WORK INSTRUCTIONS -
- A) In the news release on clean water and malnutrition in Yemen, how many health workers does Hajjah governorate have for every 10 000 people?
- B) Name all of Noora's children mentioned in the news release on clean water and malnutrition in Yemen.
- C) Write the next part of the news release on clean water and malnutrition in Yemen, beginning after its final sentence.

DOCUMENT SECTION -
Yemen: Combatting Severe Malnutrition with Clean Water

News and Press Release
Originally published
View original

For the past two years Yemen has been wracked by widespread armed conflict. Even before the war, Yemen was the poorest country in the Middle East and North Africa but since March 2015, the humanitarian situation has significantly deteriorated. The UN estimates that 18.8 million people are in need of humanitarian assistance. Severe food shortages have led to chronic malnutrition, less than half of the country’s health facilities are functional, millions of families have been forced from their homes, and deadly diseases like cholera and dengue break out across the country because infrastructure has been damaged during the fighting and there is not enough clean water. With the support from EU Humanitarian Aid, the aid group Relief International provides water, nutritional supplements and healthcare to thousands of war-affected people in Yemen.

Hajjah governorate is one of the worst-affected places in Yemen. Water shortages have caused outbreaks of skin disease because people do not have enough water to wash; contaminated water supplies have led to high rates of diarrhoea and indirectly caused malnutrition – especially among children. There are only 10 health workers for every 10 000 people.

Relief International has been working to save lives in Yemen since 2009. In partnership with EU Humanitarian Aid, the aid group works in some of the most remote and desperate areas of Hajjah governorate to ensure families have clean, safe water for drinking and washing, to combat the effects of severe, chronic malnutrition and to deliver healthcare via existing health facilities and mobile medical units. The mobile teams travel to numerous sites, revisiting the same areas every week, reaching communities that would otherwise have no services.

Noora*, 32, lives with her husband and their four young children Aisha, Maher, Rahman and Hana’a. They used to live in Hajjah, a city in north-western Yemen, but as a result of the war they fled to a small village in the mountains.

I met Noora while she was seeing the medical staff at one of the mobile health clinics run by Relief International in partnership with EU Humanitarian Aid. She told me she has visited the mobile health clinics, in two locations nearby her village, regularly for the past several months. This time her children were sick with fevers and coughs.

Since the war escalated in 2015, Noora and her family, like many others who have fled the fighting, have found themselves in dire circumstances. Her husband was their sole source of income as women in rural Yemen are usually not permitted to work. He used to sell fresh produce but lost his business when the area he used to transport his goods became too dangerous to travel through because of the war.

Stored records
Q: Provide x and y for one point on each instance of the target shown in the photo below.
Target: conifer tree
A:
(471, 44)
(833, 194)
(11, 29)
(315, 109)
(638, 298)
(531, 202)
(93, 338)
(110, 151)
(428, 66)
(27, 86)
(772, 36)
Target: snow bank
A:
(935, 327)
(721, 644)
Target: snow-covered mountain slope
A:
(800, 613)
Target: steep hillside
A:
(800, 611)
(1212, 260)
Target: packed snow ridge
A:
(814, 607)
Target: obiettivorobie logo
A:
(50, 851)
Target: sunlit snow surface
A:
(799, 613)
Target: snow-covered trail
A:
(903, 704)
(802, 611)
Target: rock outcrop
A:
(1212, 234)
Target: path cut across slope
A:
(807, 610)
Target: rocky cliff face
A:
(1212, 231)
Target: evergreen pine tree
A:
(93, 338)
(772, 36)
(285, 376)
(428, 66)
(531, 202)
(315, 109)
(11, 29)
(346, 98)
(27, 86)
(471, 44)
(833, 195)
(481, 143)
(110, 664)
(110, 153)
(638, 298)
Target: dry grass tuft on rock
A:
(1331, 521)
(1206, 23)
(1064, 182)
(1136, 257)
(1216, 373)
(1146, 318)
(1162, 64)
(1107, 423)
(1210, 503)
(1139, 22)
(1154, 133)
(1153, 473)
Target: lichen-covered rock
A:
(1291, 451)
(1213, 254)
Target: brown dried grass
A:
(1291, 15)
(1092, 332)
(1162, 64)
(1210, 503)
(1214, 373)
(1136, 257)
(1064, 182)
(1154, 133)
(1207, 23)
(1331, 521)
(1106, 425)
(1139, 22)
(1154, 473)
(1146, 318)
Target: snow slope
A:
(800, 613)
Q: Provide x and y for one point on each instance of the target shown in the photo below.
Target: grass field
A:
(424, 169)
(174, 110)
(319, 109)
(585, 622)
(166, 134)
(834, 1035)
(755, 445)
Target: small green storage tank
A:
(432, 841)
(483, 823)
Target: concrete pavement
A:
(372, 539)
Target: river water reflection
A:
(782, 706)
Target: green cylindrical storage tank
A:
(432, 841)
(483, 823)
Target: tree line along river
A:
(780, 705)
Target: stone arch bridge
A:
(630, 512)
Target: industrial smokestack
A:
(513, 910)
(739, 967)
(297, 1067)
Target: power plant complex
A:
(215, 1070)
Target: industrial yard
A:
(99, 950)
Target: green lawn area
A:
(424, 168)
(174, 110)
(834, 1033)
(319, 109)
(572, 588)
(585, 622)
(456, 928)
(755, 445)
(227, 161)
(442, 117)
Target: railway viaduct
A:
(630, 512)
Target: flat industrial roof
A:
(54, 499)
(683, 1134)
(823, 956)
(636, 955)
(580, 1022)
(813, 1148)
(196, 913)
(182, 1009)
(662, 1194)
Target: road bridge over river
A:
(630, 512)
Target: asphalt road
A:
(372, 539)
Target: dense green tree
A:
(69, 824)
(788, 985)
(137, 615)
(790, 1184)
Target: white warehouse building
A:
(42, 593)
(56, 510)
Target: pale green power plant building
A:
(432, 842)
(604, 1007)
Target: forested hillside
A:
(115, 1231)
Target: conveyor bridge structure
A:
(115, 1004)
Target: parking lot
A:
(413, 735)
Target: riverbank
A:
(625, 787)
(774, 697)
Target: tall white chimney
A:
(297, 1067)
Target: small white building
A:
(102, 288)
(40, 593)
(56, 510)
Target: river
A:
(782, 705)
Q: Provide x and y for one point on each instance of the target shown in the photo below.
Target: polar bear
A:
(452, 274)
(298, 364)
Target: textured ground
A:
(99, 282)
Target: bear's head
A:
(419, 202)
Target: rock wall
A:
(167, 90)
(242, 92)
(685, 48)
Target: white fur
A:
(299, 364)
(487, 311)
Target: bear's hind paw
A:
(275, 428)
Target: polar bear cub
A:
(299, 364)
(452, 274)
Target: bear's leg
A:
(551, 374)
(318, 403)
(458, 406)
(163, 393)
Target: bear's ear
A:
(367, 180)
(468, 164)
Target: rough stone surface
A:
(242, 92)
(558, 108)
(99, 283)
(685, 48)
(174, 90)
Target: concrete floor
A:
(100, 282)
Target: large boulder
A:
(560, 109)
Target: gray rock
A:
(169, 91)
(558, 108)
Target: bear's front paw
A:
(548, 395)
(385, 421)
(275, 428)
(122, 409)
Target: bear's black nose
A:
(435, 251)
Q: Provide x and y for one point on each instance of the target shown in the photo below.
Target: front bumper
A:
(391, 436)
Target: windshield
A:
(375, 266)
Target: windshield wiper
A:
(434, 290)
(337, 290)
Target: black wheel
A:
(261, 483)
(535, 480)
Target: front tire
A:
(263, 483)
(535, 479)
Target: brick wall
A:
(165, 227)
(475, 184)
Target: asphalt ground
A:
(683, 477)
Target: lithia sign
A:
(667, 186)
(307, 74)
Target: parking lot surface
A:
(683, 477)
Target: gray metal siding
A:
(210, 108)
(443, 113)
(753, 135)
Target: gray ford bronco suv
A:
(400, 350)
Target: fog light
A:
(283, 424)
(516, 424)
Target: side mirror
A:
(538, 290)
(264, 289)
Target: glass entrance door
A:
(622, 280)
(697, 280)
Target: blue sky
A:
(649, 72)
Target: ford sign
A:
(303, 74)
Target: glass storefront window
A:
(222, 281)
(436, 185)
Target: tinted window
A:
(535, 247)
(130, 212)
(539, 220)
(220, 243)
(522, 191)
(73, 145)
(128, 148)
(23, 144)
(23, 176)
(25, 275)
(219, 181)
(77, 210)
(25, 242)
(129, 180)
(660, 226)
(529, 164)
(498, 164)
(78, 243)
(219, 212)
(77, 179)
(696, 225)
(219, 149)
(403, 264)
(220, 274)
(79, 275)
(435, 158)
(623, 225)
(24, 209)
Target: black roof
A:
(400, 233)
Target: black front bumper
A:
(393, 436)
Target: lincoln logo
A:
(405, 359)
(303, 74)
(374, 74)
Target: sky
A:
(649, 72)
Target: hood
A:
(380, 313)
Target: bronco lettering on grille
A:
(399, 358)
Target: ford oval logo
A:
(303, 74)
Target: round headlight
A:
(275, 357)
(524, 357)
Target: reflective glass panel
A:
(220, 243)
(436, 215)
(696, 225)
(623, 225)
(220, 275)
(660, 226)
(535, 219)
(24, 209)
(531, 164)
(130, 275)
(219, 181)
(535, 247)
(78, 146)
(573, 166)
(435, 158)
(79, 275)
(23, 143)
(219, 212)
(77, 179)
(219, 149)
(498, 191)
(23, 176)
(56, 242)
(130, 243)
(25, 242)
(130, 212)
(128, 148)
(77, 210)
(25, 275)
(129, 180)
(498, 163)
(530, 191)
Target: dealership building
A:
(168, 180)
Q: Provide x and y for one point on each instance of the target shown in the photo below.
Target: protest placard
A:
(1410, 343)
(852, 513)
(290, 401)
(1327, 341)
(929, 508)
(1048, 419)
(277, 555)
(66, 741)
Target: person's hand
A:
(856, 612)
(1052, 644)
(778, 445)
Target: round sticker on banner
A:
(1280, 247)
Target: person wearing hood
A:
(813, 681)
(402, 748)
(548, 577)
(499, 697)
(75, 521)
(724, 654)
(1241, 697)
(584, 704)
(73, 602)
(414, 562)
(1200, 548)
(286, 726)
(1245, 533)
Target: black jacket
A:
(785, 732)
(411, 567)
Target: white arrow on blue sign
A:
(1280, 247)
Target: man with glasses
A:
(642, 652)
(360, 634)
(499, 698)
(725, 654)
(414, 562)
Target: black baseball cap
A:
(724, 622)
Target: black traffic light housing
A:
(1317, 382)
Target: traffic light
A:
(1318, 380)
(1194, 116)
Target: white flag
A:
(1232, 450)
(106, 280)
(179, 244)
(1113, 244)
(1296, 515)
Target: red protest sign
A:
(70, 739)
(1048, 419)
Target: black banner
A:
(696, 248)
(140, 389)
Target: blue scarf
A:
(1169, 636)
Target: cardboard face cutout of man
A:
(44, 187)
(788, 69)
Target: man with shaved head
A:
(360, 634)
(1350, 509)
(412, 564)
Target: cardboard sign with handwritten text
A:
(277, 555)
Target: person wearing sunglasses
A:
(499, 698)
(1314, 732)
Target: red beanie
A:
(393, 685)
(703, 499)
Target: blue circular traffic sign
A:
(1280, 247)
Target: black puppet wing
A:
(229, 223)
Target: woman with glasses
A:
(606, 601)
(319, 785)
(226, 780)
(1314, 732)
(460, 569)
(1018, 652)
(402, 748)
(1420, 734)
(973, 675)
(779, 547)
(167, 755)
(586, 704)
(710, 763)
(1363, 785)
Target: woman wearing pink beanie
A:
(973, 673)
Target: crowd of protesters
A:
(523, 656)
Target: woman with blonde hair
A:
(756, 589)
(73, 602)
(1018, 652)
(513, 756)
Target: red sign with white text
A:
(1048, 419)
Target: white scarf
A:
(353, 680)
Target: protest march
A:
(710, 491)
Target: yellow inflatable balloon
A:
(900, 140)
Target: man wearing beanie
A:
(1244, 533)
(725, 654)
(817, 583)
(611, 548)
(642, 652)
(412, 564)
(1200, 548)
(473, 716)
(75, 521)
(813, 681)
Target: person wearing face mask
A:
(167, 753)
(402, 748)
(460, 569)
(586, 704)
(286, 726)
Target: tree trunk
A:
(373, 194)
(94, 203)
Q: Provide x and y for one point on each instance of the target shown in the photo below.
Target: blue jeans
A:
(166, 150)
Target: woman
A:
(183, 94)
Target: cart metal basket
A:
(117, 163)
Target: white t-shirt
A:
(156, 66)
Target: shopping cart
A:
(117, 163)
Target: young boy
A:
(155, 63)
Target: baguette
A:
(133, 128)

OUTPUTS IN ORDER -
- A) Only 10.

- B) Aisha, Maher, Rahman and Hana'a

- C)
Three months ago, Noora brought her children to one of the mobile health clinics. They regularly had urinary tract infections and diarrhoea because they were drinking unclean water. Noora had a scabies skin rash because the family did not have enough water to wash with. The three youngest children were suffering from malnutrition and the youngest daughter, Aisha, was severely malnourished.

Relief International provided Noora’s family with water containers to store water in their house so they would always have water for washing, as well as a ceramic water filter so they would always have clean drinking water. They were also given a wash basin, soap, and detergent, which Noora can use to wash her children and their clothes. After two rounds of medication provided through the mobile health clinics, Noora’s scabies disappeared.

Relief International provided regular nutritional supplements to the children over a period of several months until they recovered and are now at healthy weights. Relief International staff also vaccinated Aisha against common diseases.

Noora did not breastfeed any of her children and instead used milk powder formula, believing it to be better - a commonly held belief in Yemen. The formula is more expensive and often mothers dilute it to make it last longer. Furthermore, it is regularly mixed with unclean water.

Each mobile health clinic is staffed with a midwife for reproductive healthcare. The midwife at one of the mobile health clinics provided Noora with maternal and new-born healthcare. She explained the importance of breastfeeding, especially when the safety of the water cannot be guaranteed.

All of Noora’s children were born at home with the assistance of a “Jidda” – a traditional birth attendant, who often does not have specialised knowledge or experience of assisted deliveries. If Noora and her husband choose to have more children, she will now be able to give birth with a trained midwife and modern medical supplies and equipment in one of the health facilities supported by Relief International through EU Humanitarian Aid.

The mobile health clinics have meant that families like Noora’s, who had to travel great distances to the nearest facility, can now access healthcare regularly. The sustained supply of nutritional supplements Relief International gave to Noora’s children has meant they are no longer malnourished and are less likely to get sick now they have clean drinking water in their home. She told me her children haven’t had diarrhoea or urinary tract infections since receiving the water filter and other hygiene items three months ago.

“The mobile health clinics have helped many people in this village and other villages in the district,” Noora said. “I’m thankful now that I can receive immediate care whenever any of my family members have problems.”

*Names have been changed to protect the privacy and safety of the family.